THE TASK: From the data below, pick out every line that has the word "handle" in it, and copy each of those lines unchanged.

RECORD LIST:
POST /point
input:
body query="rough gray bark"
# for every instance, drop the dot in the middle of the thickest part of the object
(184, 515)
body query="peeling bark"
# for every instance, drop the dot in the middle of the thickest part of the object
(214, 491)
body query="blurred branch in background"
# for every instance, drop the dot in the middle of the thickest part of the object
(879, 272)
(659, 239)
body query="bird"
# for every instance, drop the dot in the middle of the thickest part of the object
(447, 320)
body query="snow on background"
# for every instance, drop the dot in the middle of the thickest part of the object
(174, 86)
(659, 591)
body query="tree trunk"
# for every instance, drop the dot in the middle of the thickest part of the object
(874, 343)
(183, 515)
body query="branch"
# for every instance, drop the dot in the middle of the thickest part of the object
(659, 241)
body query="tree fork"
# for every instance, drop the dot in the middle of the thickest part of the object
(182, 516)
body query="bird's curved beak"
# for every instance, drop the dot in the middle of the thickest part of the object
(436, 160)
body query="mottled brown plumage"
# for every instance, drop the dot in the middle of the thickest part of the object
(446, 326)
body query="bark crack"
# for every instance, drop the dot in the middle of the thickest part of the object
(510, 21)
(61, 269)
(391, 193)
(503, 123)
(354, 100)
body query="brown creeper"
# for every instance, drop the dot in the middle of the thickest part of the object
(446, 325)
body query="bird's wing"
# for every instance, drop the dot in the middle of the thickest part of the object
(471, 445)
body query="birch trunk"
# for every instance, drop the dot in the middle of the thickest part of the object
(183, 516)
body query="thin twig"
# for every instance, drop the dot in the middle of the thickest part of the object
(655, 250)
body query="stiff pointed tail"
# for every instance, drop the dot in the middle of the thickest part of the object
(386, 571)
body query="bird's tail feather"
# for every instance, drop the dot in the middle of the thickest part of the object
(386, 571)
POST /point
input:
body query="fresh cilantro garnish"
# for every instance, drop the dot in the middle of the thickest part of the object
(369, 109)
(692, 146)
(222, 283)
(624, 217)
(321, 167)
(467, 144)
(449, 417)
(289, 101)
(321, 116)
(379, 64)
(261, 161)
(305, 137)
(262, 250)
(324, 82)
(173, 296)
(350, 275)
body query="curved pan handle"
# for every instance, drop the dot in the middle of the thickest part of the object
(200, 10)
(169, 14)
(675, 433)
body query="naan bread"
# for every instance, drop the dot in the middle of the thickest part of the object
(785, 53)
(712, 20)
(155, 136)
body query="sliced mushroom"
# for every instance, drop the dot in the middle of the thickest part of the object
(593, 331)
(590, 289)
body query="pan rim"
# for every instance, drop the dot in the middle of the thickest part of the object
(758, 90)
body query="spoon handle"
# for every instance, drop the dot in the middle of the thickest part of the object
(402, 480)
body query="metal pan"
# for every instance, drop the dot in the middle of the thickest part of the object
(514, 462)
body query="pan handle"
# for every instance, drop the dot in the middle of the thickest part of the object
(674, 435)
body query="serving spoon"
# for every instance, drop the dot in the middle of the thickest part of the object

EXERCISE OUTPUT:
body query="curved pan handle"
body query="spoon handle"
body query="pan handle"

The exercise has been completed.